Anticipated assignments: Each student will be required to deliver two 20-30-minute formal oral presentations, and to write a full-length term essay of about 6000-9000 words (with the option, for those who prefer it, of writing two shorter essays).  It is hoped that ALL student work will be highly creative, but a "creative option" in the narrow sense can be a possibility in some cases.

ENGL 7321: Readings (with) Eve Sedgwick
3:00 – 5:50 Th
C. Rovee

“What does it mean to fall in love with a writer?” When Eve Kosofsky Sedgwick posed this question in Touching Feeling (2002), she could hardly have been thinking (too modest for that) of the innumerable readers who loved her—whose lives had been, and would yet be, irrevocably changed by her pioneering work in queer theory, her experimental and often quite personal literary criticism, and her exhilarating explorations of affect. In this class, while keeping this question of love in mind, we’ll read Sedgwick and read with Sedgwick. The class will be an exercise in reading closely together, and it will also serve as an introduction to this most lovingly difficult of theorists--a thinker whose complexity is belied by the apparent obviousness of her first and most challenging axiom in Epistemology of the Closet (1990), “People are different from each other.”

Approximate weekly reading load and content: Roughly 50-75 pages of critical theory per week, occasionally paired with a novel, play, or poems. Readings will range across Sedgwick’s oeuvre—from the early Between Men and Epistemology of the Closet to her final collection, The Weather in Proust, plus some of her poetry and textile art—plus literary texts that Sedgwick wrote about (Shakespeare’s sonnets,  Wilde’s The Importance of Being Earnest), writings about Sedgwick (by Lauren Berlant, Judith Butler, and others), and texts that inform our understanding of her work (by Freud, Klein, Tomkins).

Anticipated assignments: brief daily journals; 2- to 3-page weekly writings; 15-page critical and/or creative final writing project.


ENGL 7915: Teaching College Composition
9:00 – 10:30 T Th (Sec.2)
10:30 – 12:00 T Th (Sec. 1)
J. Butts

Prereq: Students must be graduate teaching assistants in the English Department or have permission of instructor.

Course is designed for graduate students teaching in the First-Year Writing program. Theoretical and pedagogical issues in the teaching of college writing.

(Region pointing data)
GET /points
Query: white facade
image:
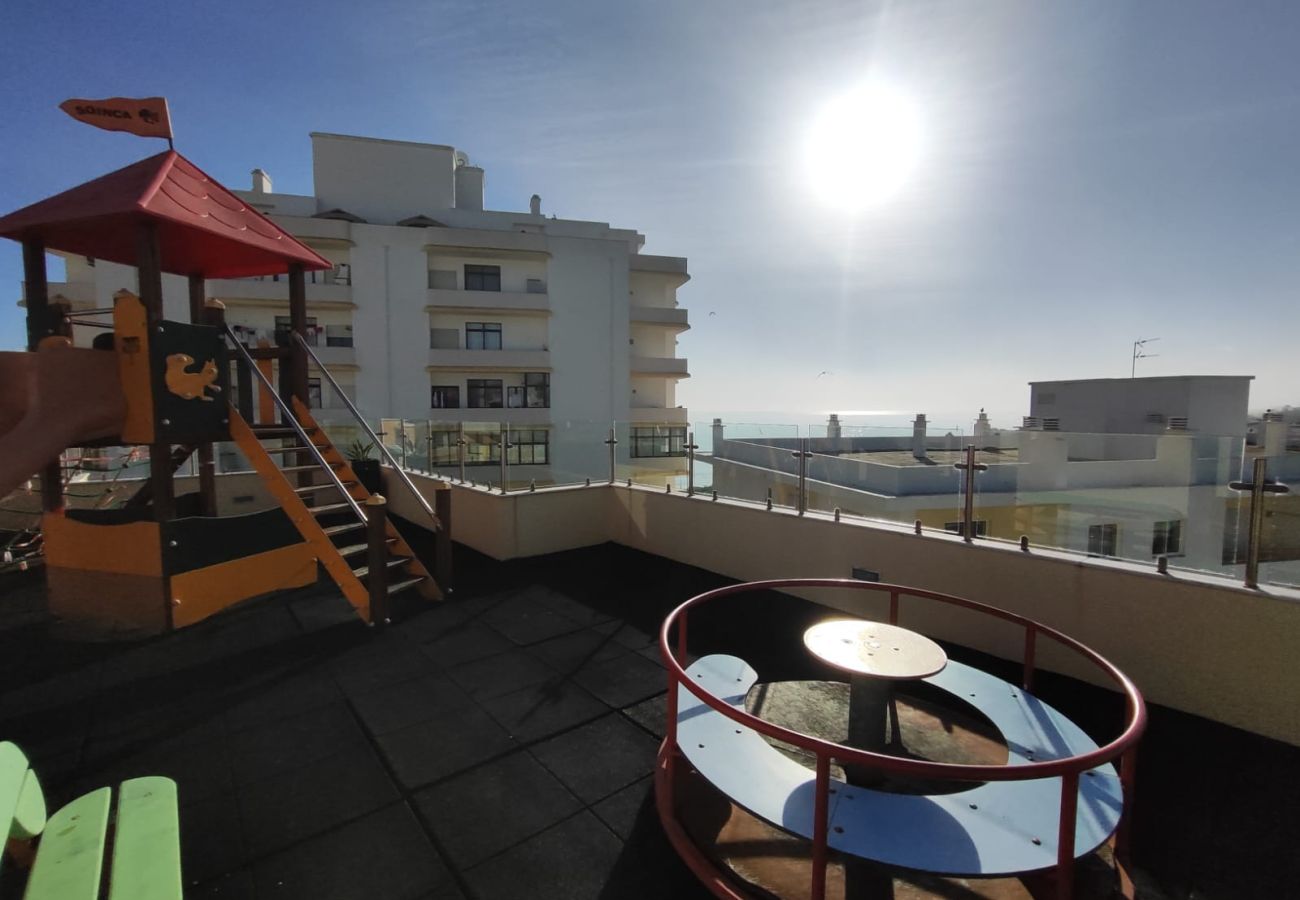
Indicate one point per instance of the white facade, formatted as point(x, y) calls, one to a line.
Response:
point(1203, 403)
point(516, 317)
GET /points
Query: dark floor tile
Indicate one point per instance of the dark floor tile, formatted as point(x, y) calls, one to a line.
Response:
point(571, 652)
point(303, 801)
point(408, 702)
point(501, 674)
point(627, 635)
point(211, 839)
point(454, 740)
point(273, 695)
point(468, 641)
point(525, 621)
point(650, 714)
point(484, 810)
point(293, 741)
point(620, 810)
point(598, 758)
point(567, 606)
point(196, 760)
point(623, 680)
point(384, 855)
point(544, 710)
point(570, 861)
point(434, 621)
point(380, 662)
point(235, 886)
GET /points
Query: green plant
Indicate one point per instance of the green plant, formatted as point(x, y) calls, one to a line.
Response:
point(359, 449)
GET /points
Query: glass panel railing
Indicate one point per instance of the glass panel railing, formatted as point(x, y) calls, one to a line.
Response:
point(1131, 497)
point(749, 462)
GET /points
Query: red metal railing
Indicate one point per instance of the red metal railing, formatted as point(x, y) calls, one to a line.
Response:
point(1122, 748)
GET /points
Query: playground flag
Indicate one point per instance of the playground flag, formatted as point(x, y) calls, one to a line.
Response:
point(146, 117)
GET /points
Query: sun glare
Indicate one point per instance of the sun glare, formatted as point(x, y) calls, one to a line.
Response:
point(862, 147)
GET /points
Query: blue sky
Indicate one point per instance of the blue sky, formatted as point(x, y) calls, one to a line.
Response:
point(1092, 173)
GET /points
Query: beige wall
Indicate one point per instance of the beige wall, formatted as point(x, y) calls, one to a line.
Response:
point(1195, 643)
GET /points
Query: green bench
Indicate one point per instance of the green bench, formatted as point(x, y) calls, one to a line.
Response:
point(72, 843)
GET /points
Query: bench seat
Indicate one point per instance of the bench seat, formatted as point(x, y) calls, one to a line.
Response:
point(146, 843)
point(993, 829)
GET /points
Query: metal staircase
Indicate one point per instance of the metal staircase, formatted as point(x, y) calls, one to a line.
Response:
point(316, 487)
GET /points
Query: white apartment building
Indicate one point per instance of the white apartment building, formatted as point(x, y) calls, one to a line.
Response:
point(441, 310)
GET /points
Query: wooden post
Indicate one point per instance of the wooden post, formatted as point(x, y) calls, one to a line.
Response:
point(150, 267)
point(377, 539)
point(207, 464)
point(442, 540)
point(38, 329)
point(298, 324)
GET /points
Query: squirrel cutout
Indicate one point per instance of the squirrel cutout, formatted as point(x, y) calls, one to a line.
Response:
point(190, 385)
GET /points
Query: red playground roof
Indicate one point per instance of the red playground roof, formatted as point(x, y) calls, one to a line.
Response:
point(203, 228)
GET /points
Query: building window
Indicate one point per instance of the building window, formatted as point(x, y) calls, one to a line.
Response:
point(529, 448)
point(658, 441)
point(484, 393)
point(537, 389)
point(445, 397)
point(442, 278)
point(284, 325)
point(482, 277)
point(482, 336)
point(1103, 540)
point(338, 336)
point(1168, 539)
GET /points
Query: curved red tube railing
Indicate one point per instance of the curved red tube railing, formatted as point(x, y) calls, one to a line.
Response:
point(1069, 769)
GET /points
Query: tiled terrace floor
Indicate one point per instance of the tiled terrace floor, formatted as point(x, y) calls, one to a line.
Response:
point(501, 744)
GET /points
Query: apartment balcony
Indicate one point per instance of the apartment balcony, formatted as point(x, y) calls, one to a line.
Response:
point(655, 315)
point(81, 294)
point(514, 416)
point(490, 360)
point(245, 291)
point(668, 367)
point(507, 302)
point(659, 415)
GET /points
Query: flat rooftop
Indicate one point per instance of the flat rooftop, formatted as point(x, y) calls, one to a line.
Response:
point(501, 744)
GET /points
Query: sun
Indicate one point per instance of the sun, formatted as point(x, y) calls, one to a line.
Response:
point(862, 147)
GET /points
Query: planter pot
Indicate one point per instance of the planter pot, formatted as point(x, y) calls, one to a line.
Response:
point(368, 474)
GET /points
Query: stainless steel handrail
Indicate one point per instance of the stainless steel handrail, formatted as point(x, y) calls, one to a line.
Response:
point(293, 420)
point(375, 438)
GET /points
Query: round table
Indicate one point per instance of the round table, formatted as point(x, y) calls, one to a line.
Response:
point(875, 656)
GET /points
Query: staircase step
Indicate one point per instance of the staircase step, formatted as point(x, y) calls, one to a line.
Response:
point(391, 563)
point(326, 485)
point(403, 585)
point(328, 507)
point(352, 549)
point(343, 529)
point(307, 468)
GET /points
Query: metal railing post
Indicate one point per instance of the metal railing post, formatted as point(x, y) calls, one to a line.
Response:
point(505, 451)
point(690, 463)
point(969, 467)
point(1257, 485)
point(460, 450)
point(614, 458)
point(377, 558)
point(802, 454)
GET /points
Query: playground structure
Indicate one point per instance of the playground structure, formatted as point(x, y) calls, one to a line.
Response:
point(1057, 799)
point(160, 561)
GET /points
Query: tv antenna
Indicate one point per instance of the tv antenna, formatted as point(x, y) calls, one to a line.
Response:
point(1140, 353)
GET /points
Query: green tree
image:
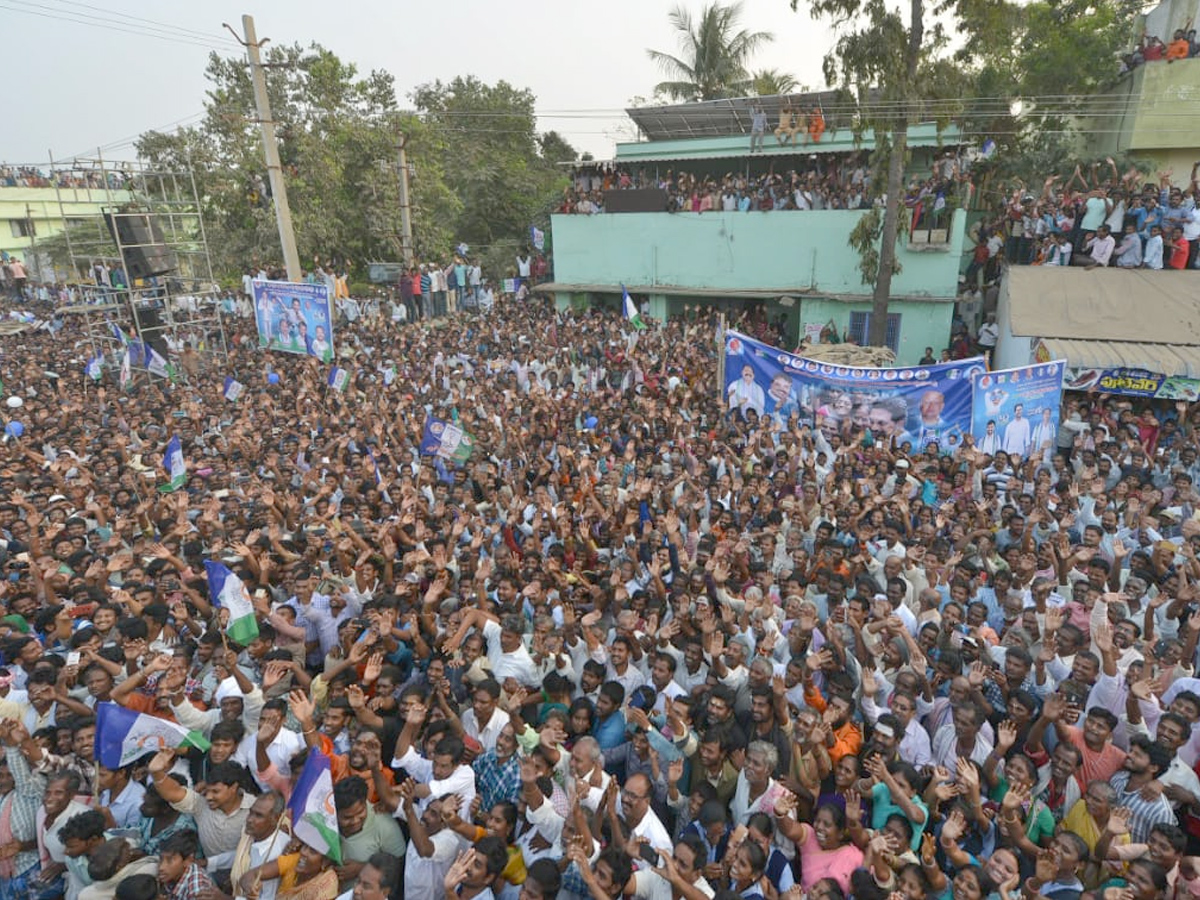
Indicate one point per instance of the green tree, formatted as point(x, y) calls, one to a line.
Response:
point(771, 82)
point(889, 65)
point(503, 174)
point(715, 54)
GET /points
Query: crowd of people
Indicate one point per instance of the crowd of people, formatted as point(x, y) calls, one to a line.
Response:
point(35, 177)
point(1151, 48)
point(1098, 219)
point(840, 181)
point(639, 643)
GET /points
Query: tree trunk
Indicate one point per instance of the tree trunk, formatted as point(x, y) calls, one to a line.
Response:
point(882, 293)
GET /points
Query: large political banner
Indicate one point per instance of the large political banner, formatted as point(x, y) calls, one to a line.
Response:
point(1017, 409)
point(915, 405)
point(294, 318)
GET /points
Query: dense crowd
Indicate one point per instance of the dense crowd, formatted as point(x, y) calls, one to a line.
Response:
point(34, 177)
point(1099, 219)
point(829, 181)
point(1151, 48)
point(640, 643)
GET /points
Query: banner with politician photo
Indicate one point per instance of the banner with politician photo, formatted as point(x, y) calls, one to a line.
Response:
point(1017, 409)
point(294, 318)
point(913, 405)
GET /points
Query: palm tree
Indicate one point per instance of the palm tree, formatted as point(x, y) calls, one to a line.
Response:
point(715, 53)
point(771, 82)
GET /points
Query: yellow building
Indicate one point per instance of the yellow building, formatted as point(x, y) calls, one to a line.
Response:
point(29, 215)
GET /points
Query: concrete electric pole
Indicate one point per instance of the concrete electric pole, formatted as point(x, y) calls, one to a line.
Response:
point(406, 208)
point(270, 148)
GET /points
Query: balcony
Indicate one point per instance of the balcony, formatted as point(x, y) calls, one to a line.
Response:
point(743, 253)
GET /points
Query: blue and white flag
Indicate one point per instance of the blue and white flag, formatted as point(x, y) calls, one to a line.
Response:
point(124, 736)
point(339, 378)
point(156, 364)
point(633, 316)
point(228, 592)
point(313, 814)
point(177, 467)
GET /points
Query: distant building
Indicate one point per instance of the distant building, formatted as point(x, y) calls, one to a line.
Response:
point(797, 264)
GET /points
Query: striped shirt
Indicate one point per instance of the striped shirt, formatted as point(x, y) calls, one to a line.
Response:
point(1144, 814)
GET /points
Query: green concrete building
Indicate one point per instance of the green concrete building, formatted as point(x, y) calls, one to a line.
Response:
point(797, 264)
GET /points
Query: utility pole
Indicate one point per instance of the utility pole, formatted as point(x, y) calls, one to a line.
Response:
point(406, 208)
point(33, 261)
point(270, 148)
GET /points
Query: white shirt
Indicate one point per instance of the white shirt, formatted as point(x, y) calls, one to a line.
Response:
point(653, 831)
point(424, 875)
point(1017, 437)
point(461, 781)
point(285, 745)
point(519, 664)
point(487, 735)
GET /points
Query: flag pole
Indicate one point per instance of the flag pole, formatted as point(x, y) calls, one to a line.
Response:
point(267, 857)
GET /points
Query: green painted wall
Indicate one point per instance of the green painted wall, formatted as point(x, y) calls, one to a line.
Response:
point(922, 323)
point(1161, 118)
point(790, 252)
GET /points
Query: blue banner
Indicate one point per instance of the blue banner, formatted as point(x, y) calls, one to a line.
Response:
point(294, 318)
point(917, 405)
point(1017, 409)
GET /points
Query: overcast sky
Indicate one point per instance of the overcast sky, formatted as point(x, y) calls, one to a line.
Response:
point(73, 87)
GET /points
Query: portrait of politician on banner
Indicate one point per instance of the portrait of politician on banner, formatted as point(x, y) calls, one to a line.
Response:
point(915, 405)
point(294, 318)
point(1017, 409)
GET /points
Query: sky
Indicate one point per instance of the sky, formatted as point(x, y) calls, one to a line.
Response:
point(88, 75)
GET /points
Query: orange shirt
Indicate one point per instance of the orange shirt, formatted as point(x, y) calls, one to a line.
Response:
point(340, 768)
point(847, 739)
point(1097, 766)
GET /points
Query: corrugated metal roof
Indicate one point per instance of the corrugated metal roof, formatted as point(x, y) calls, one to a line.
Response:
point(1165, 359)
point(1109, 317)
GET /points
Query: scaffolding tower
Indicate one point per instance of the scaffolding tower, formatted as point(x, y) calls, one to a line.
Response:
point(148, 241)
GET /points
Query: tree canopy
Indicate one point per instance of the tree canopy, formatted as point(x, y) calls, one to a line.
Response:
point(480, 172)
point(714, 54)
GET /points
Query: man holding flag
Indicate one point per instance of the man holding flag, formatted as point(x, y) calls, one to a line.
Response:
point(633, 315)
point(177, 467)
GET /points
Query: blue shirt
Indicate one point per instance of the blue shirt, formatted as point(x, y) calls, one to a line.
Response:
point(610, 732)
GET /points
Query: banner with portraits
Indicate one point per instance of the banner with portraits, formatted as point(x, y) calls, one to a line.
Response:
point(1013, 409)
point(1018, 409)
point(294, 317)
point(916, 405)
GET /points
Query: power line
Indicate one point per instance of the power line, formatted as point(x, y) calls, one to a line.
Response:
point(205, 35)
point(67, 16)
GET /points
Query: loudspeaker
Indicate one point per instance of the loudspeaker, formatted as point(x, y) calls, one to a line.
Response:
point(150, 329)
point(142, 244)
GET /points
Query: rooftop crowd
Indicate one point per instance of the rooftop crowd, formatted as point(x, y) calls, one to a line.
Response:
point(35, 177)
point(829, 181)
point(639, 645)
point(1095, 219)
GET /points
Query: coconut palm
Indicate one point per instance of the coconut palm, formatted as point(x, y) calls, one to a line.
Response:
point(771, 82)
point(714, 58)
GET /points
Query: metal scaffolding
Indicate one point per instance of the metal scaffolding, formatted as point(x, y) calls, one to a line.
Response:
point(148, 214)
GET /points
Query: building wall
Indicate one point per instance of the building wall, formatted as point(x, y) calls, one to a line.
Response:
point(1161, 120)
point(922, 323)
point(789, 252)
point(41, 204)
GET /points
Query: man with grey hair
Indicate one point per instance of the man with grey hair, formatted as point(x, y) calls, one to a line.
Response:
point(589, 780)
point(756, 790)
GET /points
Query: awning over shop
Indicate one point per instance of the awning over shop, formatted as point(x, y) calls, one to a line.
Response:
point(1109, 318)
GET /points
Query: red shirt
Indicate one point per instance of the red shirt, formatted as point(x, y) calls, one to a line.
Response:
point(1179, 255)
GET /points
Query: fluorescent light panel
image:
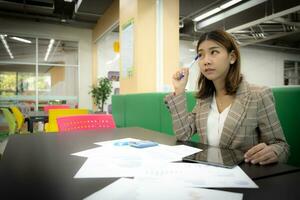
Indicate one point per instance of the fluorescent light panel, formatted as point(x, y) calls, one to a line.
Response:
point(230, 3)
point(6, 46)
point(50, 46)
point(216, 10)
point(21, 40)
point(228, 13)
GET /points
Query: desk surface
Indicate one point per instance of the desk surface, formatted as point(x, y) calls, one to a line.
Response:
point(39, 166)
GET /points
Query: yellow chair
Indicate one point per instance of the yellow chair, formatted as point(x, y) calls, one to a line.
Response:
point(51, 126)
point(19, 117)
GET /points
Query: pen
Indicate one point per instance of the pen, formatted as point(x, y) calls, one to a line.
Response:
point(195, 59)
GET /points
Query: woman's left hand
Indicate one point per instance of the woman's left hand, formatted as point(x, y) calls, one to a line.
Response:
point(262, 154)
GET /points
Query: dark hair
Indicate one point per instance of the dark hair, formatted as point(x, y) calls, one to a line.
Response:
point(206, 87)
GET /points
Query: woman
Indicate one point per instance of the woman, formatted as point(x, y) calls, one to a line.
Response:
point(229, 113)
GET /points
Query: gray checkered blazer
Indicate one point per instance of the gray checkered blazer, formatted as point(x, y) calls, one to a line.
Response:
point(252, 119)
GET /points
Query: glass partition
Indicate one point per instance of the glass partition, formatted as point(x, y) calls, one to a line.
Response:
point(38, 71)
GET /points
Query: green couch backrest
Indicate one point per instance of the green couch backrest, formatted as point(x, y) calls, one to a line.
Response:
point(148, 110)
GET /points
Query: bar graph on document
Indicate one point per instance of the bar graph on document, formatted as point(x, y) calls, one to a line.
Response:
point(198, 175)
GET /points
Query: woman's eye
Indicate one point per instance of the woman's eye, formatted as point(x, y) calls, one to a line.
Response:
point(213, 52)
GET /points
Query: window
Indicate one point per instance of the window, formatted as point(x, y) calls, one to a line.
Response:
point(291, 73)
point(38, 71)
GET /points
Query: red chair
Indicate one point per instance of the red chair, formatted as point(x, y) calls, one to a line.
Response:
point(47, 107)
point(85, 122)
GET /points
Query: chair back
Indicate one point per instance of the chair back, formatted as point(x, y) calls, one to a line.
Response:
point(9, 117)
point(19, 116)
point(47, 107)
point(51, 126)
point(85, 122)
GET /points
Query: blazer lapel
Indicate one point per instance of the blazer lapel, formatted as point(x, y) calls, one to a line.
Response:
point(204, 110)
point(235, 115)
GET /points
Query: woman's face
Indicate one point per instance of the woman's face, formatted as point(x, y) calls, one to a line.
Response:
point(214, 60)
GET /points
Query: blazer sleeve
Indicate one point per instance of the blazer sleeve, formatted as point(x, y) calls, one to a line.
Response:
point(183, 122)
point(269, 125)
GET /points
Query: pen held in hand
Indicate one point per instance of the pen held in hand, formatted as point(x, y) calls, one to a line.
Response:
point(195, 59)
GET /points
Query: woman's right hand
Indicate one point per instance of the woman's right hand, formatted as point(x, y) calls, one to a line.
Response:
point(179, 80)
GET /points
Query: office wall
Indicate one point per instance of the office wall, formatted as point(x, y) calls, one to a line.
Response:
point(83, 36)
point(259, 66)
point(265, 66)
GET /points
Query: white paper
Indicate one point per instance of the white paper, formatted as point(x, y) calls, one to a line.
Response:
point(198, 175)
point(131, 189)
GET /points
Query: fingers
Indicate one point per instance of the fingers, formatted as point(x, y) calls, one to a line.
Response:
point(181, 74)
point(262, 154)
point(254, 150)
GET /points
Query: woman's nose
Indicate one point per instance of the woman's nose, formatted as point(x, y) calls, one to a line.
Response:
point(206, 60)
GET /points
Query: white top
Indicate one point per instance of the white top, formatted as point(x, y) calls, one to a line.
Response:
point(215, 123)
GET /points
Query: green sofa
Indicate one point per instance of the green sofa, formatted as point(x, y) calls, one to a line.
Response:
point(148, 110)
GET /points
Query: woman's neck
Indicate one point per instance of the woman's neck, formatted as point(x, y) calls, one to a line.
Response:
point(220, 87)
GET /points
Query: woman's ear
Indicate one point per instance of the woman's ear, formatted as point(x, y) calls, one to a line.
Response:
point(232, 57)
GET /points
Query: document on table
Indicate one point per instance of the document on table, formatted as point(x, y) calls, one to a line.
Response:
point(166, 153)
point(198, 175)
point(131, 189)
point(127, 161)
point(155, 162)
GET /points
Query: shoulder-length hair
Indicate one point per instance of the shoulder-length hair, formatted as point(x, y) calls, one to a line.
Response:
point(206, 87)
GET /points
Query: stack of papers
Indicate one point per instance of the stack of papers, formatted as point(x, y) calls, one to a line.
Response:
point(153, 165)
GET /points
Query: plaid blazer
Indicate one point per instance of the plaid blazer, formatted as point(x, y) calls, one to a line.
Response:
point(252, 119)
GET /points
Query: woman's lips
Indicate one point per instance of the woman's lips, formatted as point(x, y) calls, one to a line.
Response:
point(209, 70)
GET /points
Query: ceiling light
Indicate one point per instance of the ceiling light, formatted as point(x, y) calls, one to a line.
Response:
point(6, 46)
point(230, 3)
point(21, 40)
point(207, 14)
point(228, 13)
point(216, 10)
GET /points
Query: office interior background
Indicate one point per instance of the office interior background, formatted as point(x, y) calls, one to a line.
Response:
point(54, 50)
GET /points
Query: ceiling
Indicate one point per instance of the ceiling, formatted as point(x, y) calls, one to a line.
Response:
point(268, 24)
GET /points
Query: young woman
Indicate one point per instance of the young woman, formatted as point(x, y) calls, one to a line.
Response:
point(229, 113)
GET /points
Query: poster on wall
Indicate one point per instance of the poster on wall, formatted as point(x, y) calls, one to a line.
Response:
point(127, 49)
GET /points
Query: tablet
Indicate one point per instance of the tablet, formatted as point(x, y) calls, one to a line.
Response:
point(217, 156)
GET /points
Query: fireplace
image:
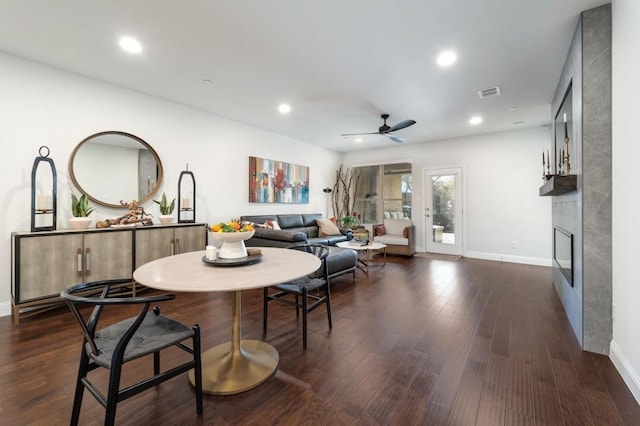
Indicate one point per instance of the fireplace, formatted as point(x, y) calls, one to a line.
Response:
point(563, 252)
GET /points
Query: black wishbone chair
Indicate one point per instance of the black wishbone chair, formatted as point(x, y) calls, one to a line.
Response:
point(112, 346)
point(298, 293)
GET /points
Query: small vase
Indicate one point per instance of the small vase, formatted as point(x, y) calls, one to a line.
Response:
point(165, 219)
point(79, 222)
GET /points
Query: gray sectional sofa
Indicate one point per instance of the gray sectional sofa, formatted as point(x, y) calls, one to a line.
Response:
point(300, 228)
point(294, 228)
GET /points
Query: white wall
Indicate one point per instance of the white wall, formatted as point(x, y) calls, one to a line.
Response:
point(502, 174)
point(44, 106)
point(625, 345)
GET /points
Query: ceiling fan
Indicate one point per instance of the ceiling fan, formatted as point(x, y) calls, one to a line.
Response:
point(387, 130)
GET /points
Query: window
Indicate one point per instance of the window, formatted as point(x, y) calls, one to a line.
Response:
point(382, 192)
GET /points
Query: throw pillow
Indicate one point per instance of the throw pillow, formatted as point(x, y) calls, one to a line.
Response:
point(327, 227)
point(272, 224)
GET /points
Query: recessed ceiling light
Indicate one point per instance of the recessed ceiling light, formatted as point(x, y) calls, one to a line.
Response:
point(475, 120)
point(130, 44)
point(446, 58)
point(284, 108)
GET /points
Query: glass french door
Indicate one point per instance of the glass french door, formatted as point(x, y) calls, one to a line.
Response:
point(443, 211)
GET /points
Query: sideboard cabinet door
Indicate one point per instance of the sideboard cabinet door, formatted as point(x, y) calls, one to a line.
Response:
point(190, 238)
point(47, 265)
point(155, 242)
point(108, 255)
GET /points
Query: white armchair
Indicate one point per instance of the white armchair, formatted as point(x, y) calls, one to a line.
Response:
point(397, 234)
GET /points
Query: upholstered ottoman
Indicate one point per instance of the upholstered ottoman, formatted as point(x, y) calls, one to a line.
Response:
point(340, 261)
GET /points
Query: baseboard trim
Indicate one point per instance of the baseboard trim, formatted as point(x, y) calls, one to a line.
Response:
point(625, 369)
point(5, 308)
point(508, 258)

Problem set:
• A. List every book by Eve Kosofsky Sedgwick that the course descriptions name by title.
• B. Transcribe the part of the course descriptions that opens with the words "Approximate weekly reading" and stops after "Freud, Klein, Tomkins).".

Outputs in order:
• A.
Touching Feeling
Epistemology of the Closet
Between Men
The Weather in Proust

• B.
Approximate weekly reading load and content: Roughly 50-75 pages of critical theory per week, occasionally paired with a novel, play, or poems. Readings will range across Sedgwick’s oeuvre—from the early Between Men and Epistemology of the Closet to her final collection, The Weather in Proust, plus some of her poetry and textile art—plus literary texts that Sedgwick wrote about (Shakespeare’s sonnets,  Wilde’s The Importance of Being Earnest), writings about Sedgwick (by Lauren Berlant, Judith Butler, and others), and texts that inform our understanding of her work (by Freud, Klein, Tomkins).